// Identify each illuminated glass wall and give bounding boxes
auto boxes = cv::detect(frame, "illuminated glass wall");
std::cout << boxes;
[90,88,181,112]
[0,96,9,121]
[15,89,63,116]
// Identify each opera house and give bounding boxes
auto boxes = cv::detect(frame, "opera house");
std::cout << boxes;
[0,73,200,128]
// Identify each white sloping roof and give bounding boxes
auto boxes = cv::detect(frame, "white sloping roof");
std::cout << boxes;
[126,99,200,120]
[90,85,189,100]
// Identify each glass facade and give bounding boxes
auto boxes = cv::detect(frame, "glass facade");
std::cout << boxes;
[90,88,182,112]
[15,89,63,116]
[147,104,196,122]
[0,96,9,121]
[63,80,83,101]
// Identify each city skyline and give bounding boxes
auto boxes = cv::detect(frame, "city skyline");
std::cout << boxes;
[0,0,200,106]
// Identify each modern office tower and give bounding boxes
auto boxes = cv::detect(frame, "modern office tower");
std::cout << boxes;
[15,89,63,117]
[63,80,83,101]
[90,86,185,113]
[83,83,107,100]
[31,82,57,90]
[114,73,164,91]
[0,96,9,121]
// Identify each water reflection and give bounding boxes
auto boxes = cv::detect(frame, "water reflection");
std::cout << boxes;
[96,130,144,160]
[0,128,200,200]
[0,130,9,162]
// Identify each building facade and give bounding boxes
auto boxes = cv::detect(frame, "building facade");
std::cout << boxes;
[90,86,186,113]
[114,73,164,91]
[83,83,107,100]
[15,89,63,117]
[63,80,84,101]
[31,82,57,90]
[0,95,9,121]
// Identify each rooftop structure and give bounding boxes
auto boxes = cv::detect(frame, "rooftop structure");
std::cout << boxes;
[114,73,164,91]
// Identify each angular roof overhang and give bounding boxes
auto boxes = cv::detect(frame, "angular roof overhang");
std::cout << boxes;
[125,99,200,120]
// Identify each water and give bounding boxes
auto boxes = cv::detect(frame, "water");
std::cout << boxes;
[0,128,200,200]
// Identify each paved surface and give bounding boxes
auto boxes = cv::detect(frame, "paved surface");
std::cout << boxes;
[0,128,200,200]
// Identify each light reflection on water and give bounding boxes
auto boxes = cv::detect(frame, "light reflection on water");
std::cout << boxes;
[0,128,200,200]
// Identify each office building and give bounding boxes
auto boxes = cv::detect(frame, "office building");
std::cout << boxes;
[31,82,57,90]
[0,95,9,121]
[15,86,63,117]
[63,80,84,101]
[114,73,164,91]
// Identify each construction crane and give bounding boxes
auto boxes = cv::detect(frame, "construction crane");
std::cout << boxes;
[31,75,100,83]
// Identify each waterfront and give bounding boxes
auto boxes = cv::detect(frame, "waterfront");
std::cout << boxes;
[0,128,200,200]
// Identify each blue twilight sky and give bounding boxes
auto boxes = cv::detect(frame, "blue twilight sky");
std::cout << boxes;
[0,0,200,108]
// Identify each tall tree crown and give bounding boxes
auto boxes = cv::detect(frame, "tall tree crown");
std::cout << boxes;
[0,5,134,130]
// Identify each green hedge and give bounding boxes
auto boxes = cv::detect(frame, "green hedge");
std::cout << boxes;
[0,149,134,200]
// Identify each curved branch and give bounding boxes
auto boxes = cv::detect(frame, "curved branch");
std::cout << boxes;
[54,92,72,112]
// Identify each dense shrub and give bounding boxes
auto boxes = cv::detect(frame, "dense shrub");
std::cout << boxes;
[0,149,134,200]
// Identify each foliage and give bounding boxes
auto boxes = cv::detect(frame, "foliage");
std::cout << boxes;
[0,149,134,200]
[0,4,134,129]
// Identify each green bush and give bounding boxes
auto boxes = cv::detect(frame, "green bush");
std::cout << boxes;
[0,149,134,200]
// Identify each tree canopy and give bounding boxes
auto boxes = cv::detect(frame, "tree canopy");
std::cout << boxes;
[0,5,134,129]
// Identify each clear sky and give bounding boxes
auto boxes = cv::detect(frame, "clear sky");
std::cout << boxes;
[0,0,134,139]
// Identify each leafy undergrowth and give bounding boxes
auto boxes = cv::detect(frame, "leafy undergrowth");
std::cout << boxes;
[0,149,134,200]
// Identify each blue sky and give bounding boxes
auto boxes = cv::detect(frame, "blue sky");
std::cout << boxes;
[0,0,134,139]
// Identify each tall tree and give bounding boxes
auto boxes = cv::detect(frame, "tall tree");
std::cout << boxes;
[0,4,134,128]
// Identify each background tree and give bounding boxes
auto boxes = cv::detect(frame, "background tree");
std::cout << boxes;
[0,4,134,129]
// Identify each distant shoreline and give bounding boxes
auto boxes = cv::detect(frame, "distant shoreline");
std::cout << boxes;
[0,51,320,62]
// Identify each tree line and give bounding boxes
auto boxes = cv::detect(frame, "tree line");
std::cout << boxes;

* [INSTRUCTIONS TO FOLLOW] Edit all of the rows above so that "Identify" becomes "Locate" wherever it occurs, keeping everything else the same.

* [SOLUTION FOR THIS PROBLEM]
// Locate each illuminated glass wall and give bounding boxes
auto boxes = cv::detect(frame, "illuminated glass wall");
std::cout << boxes;
[90,88,181,112]
[0,96,9,121]
[15,89,63,116]
// Locate each opera house and give bounding boxes
auto boxes = cv::detect(frame, "opera house");
std::cout << boxes;
[0,73,200,128]
// Locate each white sloping roof and give bounding boxes
auto boxes = cv::detect(frame, "white sloping roof");
std::cout << boxes;
[126,99,200,120]
[90,85,189,100]
// Locate each glass facade and give bounding boxes
auto boxes = cv::detect(frame, "glass facade");
std::cout << boxes;
[90,88,182,112]
[15,89,63,116]
[147,104,196,122]
[0,96,9,121]
[63,80,83,101]
// Locate each city skyline and give bounding boxes
auto boxes = cv::detect(frame, "city skyline");
std::cout << boxes;
[0,0,200,106]
// Locate each modern office tower and give bounding boxes
auto boxes = cv::detect(frame, "modern office tower");
std::cout << boxes;
[15,89,63,117]
[63,80,83,101]
[90,86,185,113]
[83,83,107,100]
[31,82,57,90]
[114,73,164,91]
[0,96,9,121]
// Locate each water reflection and give bounding boxes
auto boxes = cv::detect(frame, "water reflection");
std::cout << boxes;
[96,130,144,160]
[0,128,200,200]
[0,130,9,162]
// Locate each building facade and give bounding boxes
auto boxes = cv::detect(frame, "building facade");
std::cout << boxes;
[90,86,186,113]
[114,73,164,91]
[83,83,107,100]
[15,89,63,117]
[63,80,84,101]
[31,82,57,90]
[0,95,9,121]
// Locate each rooftop structure and give bounding boxes
auto boxes = cv::detect(frame, "rooftop structure");
std::cout << boxes;
[114,73,164,91]
// Locate each angular roof overhang and give bounding boxes
auto boxes = cv::detect(frame, "angular roof overhang");
std::cout << boxes;
[125,99,200,120]
// Locate each water and give bounding boxes
auto boxes = cv::detect(frame, "water");
std::cout << boxes;
[0,128,200,200]
// Locate each paved surface and give bounding boxes
auto boxes = cv::detect(frame, "paved surface");
std::cout << boxes;
[0,128,200,200]
// Locate each light reflection on water and give bounding boxes
auto boxes = cv::detect(frame, "light reflection on water");
std::cout << boxes;
[0,128,200,200]
// Locate each office building and give bounding boxes
auto boxes = cv::detect(frame, "office building");
std::cout << boxes;
[31,82,57,90]
[0,95,9,121]
[15,86,63,117]
[63,80,84,101]
[114,73,164,91]
// Locate each construction crane and give bounding boxes
auto boxes = cv::detect(frame, "construction crane");
std::cout << boxes;
[31,75,100,83]
// Locate each waterfront and give bounding boxes
auto boxes = cv::detect(frame, "waterfront");
std::cout << boxes;
[0,128,200,200]
// Locate each blue twilight sky and give bounding boxes
auto boxes = cv::detect(frame, "blue twilight sky");
std::cout << boxes;
[0,0,200,108]
// Locate each tall tree crown and give bounding boxes
auto boxes = cv::detect(frame, "tall tree crown");
std::cout << boxes;
[0,5,134,130]
// Locate each green hedge and give bounding boxes
auto boxes = cv::detect(frame, "green hedge");
std::cout << boxes;
[0,149,134,200]
// Locate each curved branch and give bounding boxes
auto boxes = cv::detect(frame, "curved branch");
std::cout << boxes;
[54,92,72,112]
// Locate each dense shrub and give bounding boxes
auto boxes = cv::detect(frame, "dense shrub");
std::cout << boxes;
[0,149,134,200]
// Locate each foliage and give bounding boxes
auto boxes = cv::detect(frame, "foliage");
std::cout << boxes;
[0,149,134,200]
[0,4,134,129]
// Locate each green bush and give bounding boxes
auto boxes = cv::detect(frame, "green bush");
std::cout << boxes;
[0,149,134,200]
// Locate each tree canopy and give bounding boxes
auto boxes = cv::detect(frame, "tree canopy");
std::cout << boxes;
[0,5,134,129]
// Locate each clear sky and give bounding boxes
auto boxes = cv::detect(frame, "clear sky");
std::cout << boxes;
[0,0,134,139]
// Locate each leafy undergrowth and give bounding boxes
auto boxes = cv::detect(frame, "leafy undergrowth");
std::cout << boxes;
[0,149,134,200]
// Locate each blue sky and give bounding boxes
auto boxes = cv::detect(frame, "blue sky");
std::cout << boxes;
[0,0,134,139]
// Locate each tall tree and give bounding boxes
auto boxes = cv::detect(frame, "tall tree");
std::cout << boxes;
[0,4,134,128]
// Locate each background tree and give bounding boxes
auto boxes = cv::detect(frame, "background tree");
std::cout << boxes;
[0,4,134,129]
// Locate each distant shoreline and give bounding boxes
auto boxes = cv::detect(frame, "distant shoreline");
std::cout << boxes;
[0,51,320,62]
// Locate each tree line and give bounding boxes
auto boxes = cv::detect(frame, "tree line");
std::cout << boxes;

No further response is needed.